This isn't only about domestic adoption of technology either. It is a story of globalized technology diffusion, driven by geopolitical factors, especially China's pursuit of competitive advantage in the 21st century.

One expression of this is the growing dependency on China – by India and many other countries – for imports of electrotech like solar panels, batteries and EVs.

Still another expression is foreign direct investment (FDI) where China builds its offshore manufacturing capacity and expands its geopolitical influence.

Source: https://www.netzeropolicylab.com/china-green-leap

This recent report from Net Zero Industrial Policy Lab finds that:

Chinese firms have pledged at least USD 227 billion across green manufacturing projects. A high-end estimate approaches USD 250 billion. This surge of overseas green manufacturing investment is unprecedented; it now surpasses the USD 200 billion (in current 2024 dollars) invested by the US over four years of the Marshall Plan, at a time of similar American dominance of manufacturing in key industries.
Source: https://www.netzeropolicylab.com/china-green-leap

The dramatic uptick in FDI since 2021 is notable. The motivations to expand China's manufacturing footprint are described by the Lab as 'seeking access to host countries markets, access to third-country markets, or access to raw material inputs.' In other words, this is about controlling the global supply chain and asserting economic supremacy in an electrifying world.

What to work on:
1) Answer these about the passage on China's green manufacturing investment:
(a) Which three electrotech imports does the passage say India and many other countries increasingly depend on China for?
(b) What is the minimum amount Chinese firms have pledged across green manufacturing projects, according to the report?
(c) How much did the US invest over four years of the Marshall Plan, in current 2024 dollars?
2) Carry on with the passage about China's overseas green manufacturing, picking up after its final sentence.

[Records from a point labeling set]
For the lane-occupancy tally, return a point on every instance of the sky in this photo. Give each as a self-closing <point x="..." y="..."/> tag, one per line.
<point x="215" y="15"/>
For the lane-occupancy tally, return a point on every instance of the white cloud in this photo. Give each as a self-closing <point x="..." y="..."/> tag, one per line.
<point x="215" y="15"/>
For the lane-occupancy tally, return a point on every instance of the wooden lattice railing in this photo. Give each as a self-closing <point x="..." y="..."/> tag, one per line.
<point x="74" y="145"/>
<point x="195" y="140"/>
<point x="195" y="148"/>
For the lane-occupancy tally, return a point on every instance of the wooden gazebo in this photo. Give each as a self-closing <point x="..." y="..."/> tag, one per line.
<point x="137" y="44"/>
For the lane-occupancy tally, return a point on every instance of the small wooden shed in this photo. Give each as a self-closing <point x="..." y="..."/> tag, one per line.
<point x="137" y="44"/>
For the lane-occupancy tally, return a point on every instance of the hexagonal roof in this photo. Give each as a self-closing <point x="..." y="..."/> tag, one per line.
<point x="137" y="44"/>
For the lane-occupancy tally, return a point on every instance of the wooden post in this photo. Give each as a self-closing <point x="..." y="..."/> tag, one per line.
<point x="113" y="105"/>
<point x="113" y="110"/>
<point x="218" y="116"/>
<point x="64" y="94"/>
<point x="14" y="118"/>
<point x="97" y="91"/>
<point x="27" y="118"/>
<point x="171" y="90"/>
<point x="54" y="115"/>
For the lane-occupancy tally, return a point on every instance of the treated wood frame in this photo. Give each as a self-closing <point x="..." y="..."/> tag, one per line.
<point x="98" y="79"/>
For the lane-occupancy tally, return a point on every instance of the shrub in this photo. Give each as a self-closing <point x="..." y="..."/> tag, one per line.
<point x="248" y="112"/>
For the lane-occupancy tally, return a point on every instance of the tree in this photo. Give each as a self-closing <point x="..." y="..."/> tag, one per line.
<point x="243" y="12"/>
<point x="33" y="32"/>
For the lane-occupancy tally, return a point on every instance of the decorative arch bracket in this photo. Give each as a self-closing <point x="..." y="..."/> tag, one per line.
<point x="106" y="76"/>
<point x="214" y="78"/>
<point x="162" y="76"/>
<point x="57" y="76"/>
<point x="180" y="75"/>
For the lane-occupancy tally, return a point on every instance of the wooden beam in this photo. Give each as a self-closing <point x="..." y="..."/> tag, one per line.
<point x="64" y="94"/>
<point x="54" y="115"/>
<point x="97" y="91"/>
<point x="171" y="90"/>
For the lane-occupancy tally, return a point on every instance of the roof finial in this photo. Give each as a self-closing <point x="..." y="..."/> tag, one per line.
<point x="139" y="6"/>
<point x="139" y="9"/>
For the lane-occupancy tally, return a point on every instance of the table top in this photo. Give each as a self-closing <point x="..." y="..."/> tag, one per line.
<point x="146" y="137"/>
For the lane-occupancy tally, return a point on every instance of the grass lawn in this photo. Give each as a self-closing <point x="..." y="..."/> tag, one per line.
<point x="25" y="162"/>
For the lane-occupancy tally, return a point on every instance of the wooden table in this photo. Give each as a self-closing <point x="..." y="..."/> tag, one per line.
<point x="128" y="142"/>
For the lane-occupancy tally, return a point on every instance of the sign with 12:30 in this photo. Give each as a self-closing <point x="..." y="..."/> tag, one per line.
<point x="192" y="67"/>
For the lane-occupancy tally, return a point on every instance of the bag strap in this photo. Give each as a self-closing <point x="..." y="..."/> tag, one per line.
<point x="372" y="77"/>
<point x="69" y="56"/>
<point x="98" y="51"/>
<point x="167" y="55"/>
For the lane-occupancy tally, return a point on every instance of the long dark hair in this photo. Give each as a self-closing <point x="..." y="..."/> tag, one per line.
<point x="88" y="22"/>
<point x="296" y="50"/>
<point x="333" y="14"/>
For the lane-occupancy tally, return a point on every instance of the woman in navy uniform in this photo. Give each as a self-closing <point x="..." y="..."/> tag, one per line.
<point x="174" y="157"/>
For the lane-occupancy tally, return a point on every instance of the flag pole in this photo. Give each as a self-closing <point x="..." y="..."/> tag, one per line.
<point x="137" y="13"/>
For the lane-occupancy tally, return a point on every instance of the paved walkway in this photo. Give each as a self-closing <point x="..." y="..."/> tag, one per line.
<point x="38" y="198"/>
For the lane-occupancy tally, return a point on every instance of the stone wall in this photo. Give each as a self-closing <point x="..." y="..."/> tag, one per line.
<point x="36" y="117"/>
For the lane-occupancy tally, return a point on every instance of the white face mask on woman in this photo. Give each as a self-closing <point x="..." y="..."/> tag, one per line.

Answers below:
1)
(a) Solar panels, batteries and EVs.
(b) At least USD 227 billion.
(c) USD 200 billion.

2)
Source: https://www.netzeropolicylab.com/china-green-leap

Meanwhile, the US is cratering its own capacity to offset Chinese dominance in electrotech, as the Trump administration suffocates the national science system and associated regulatory agencies. As Nature reports:

More than 7,800 research grants terminated or frozen. Some 25,000 scientists and personnel gone from agencies that oversee research. Proposed budget cuts of 35% – amounting to US$32 billion.
Source: https://www.nature.com/immersive/d41586-026-00088-9/index.html

And yet despite Trump's obstructionism, renewable energy continues to scale up in the US, albeit not as rapidly as countries with more favourable policy settings:

Even in the U.S., renewable generation grew substantially, with solar generation up 37% last year and wind up 12%... For at least one month, March 2025, renewables supplied more than half the electricity generated nationwide. That was the first time ever that fossil fuels supplied less than half of total U.S. electricity generation.

Economics is driving this transition: even with battery storage to smooth out the intermittent supply of solar and wind power, the costs are competitive with fossil electricity:

With battery storage added, solar generation costs five cents to 13 cents. By comparison, generating electricity from natural gas costs 13.8 to 26 cents per kilowatt-hour, according to PV magazine and Lazard. Coal is even more expensive.
Despite Trump, renewable energy keeps surging » Yale Climate Connections
In 2025, solar and wind surpassed coal as a global energy source.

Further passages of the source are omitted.